◆ **WHAT IS BEING ASKED**:
Could you reproduce, word for word, the part of the Turkish restaurant review between "So when a friend" and "were not disappointed.", inclusive?

◆ **PASSAGE SHOWN**:
--- START ---

Tag Archives: restaurant

Bruxelles alla Turca: restaurant review and lentil soup with mint butter

Having spent three wonderful summers excavating in Turkey, I’ve come to love the Turkish cuisine. I’m not the only one – everyone that has ever participated in the Sagalassos project has fond memories of pide (a Turkish type of pizza), güveç (dishes baked in clay pots) or sütlaç (delicious burnt rice pudding). I’m still in awe of the magic Turkish cooks can perform with a simple ingredient like yoghurt, and I’ve tested quite a few Turkish recipes myself (see below).

So when a friend proposed to go out for dinner to a Turkish restaurant, I eagerly said yes. We went to the Brussels Mecca of Turkish food: the strip of Chausséee de Haecht between Rogierlaan and Botanique, where every other place serves pide or pasta (Turkish for all types of sweet pastries). Finding a parking spot was not easy (we finally discovered ‘parking Express’, shady at first sight but perfectly fine and not expensive), I definitely recommend going there by bus (stops: Robiano or Middaglijn/Méridien) or metro (Kruidtuin/Botanique). We picked out a restaurant using the well-known ‘locals’ technique: it can’t be bad if a lot of locals are eating here. This restaurant happened to be Hünkar Sofrasi (Chaussée de Haecht 89). We were not disappointed.

--- END ---

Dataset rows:
--- START ---

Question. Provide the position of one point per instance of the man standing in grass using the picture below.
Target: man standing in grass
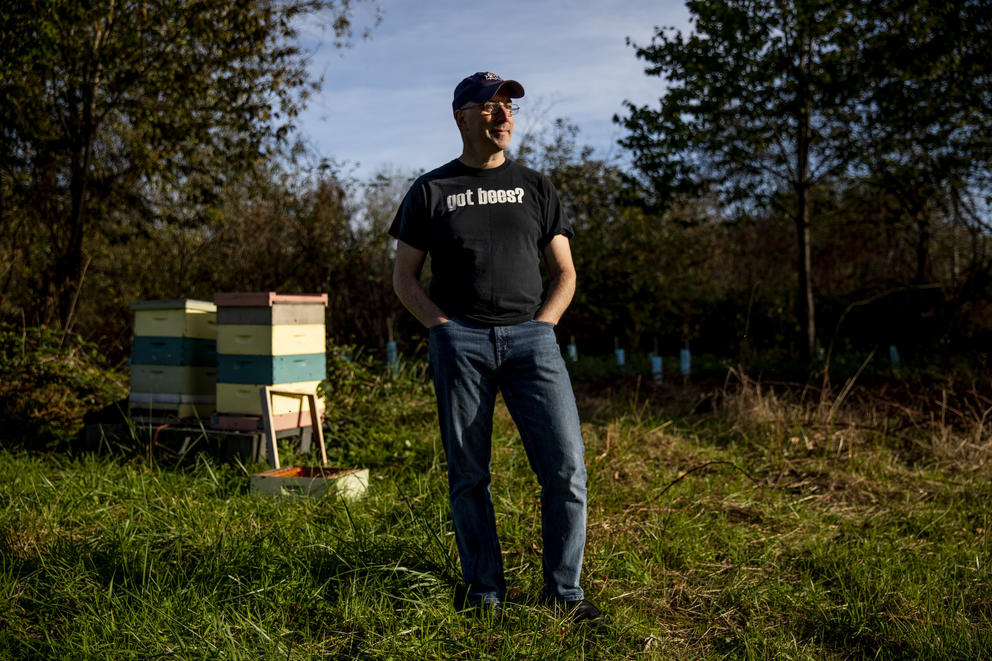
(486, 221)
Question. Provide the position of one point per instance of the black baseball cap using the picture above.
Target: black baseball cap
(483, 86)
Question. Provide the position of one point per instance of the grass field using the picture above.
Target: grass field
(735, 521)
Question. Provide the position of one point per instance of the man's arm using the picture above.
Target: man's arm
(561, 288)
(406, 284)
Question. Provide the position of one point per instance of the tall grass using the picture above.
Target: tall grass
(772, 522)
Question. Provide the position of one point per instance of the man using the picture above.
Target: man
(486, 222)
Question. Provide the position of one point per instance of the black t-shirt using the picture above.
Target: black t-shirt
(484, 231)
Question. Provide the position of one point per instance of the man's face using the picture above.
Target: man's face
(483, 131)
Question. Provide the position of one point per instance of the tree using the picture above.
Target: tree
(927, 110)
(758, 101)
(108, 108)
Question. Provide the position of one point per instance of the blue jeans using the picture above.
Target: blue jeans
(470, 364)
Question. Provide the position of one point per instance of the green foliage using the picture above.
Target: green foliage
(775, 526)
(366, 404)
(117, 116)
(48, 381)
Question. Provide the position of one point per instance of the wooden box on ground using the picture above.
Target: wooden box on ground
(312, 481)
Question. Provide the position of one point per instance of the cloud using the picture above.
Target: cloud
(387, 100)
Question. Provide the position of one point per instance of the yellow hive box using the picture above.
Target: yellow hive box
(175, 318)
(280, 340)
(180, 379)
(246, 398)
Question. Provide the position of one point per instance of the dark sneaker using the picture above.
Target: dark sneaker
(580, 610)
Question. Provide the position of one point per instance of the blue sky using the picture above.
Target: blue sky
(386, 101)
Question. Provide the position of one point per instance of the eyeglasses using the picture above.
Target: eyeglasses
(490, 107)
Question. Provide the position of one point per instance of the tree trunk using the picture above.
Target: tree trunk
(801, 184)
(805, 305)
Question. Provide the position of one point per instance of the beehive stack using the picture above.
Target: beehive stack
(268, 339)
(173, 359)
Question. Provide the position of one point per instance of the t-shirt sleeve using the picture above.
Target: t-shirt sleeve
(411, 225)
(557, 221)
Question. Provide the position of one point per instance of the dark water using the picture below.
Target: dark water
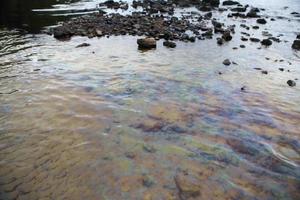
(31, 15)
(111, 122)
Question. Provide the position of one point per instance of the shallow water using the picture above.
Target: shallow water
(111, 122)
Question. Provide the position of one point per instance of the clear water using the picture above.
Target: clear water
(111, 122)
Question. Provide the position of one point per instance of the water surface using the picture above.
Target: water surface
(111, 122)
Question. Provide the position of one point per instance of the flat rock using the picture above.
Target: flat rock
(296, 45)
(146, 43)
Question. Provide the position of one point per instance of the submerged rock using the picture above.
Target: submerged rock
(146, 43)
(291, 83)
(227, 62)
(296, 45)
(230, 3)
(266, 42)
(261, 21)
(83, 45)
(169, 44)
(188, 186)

--- END ---
--- START ---

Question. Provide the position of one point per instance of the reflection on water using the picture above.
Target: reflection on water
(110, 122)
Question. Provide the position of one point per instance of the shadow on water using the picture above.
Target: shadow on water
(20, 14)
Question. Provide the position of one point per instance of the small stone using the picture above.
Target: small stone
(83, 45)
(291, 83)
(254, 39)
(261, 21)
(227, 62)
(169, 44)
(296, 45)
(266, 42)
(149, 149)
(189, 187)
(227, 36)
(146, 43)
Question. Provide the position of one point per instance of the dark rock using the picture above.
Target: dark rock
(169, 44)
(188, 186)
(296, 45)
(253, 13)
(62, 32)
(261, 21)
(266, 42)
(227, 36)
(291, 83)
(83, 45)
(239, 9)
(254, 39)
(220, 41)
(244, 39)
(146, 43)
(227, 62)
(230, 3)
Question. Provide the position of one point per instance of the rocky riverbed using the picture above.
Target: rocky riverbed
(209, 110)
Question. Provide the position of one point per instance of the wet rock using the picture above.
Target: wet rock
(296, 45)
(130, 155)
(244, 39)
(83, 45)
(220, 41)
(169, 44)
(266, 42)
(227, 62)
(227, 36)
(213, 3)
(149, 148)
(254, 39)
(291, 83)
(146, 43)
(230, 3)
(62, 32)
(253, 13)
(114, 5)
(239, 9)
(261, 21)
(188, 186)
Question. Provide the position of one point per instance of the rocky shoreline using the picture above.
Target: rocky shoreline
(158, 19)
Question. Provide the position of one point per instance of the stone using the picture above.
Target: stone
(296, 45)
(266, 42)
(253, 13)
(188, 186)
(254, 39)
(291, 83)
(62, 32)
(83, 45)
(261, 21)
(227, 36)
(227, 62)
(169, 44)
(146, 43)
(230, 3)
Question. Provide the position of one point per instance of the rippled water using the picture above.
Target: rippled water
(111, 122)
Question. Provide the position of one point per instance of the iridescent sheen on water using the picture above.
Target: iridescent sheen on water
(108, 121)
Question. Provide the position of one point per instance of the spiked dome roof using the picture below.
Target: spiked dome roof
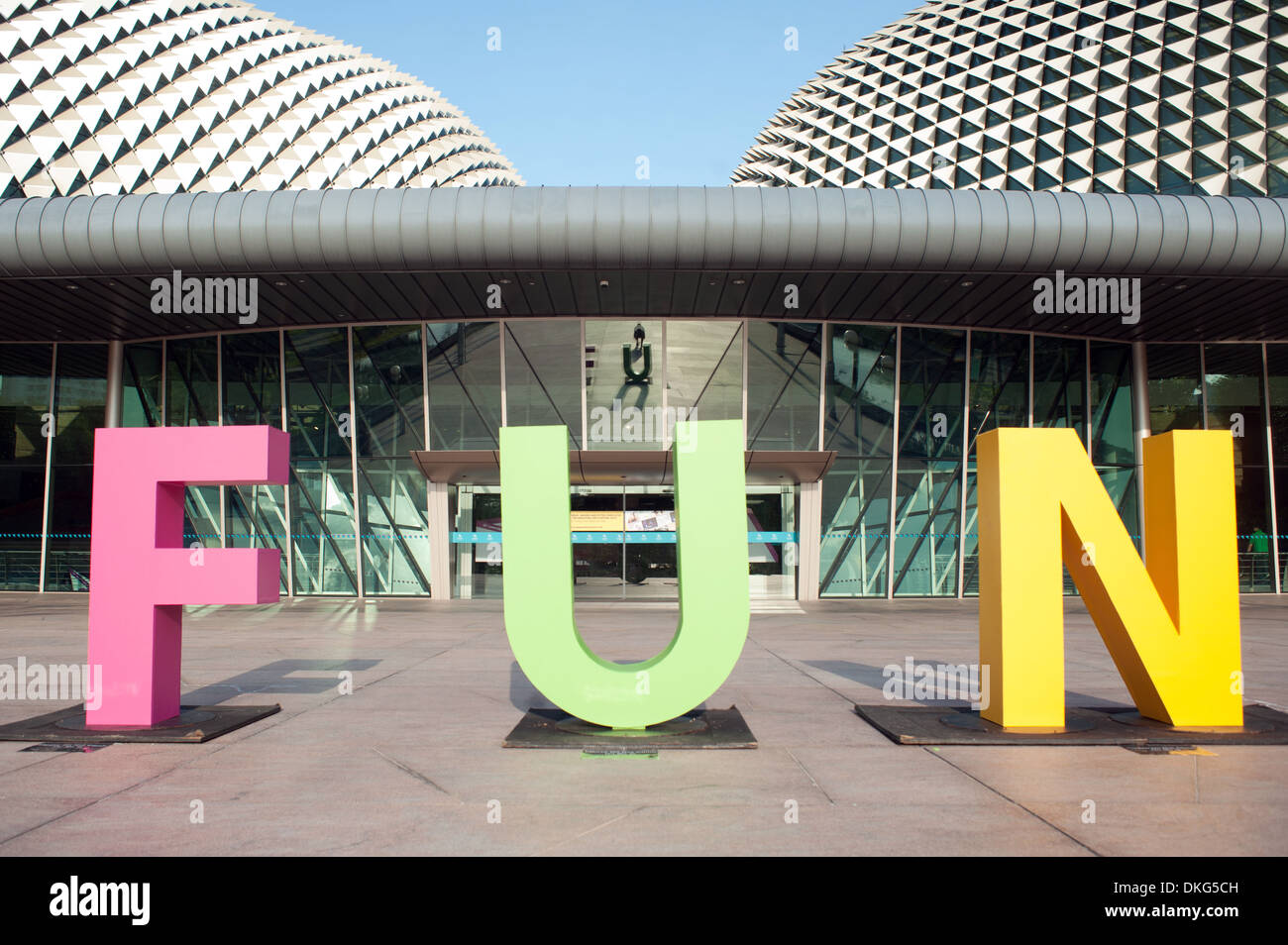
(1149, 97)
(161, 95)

--- END ---

◆ **RESULT OF THE EXERCISE**:
So when a friend proposed to go out for dinner to a Turkish restaurant, I eagerly said yes. We went to the Brussels Mecca of Turkish food: the strip of Chausséee de Haecht between Rogierlaan and Botanique, where every other place serves pide or pasta (Turkish for all types of sweet pastries). Finding a parking spot was not easy (we finally discovered ‘parking Express’, shady at first sight but perfectly fine and not expensive), I definitely recommend going there by bus (stops: Robiano or Middaglijn/Méridien) or metro (Kruidtuin/Botanique). We picked out a restaurant using the well-known ‘locals’ technique: it can’t be bad if a lot of locals are eating here. This restaurant happened to be Hünkar Sofrasi (Chaussée de Haecht 89). We were not disappointed.